((

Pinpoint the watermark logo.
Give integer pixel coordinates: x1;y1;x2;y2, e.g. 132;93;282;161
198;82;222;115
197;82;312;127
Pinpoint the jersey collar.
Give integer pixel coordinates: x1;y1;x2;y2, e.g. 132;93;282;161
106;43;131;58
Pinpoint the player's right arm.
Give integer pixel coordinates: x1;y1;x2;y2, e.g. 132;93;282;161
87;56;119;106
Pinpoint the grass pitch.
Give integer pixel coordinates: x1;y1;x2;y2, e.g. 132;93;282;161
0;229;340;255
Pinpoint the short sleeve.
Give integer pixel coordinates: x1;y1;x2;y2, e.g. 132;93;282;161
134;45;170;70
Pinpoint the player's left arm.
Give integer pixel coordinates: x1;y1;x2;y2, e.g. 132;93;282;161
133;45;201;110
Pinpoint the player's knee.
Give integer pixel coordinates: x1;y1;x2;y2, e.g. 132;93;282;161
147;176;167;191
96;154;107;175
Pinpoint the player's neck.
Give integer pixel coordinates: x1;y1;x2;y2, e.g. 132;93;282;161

))

> _What to do_: Resize the part of the entries that runs from the start through the line containing "87;56;119;106", writing out every line again with the requests included. Multiply each bounding-box coordinate in the answers by 0.65 and round to whole numbers, with halves going up, but leave the numbers in the requests and their format samples unchanged.

> _Solution_:
Pinpoint the watermark logo.
Give integer pixel coordinates: x1;y1;x2;y2, e.g. 132;93;282;161
129;53;144;75
128;53;203;83
Pinpoint the jersey collar.
Give integer pixel coordinates: x1;y1;x2;y2, e.g. 132;93;282;161
69;28;85;38
Pinpoint the player's right arm.
Give integer pixel coordinates: x1;y1;x2;y2, e.g. 132;93;282;161
57;36;77;69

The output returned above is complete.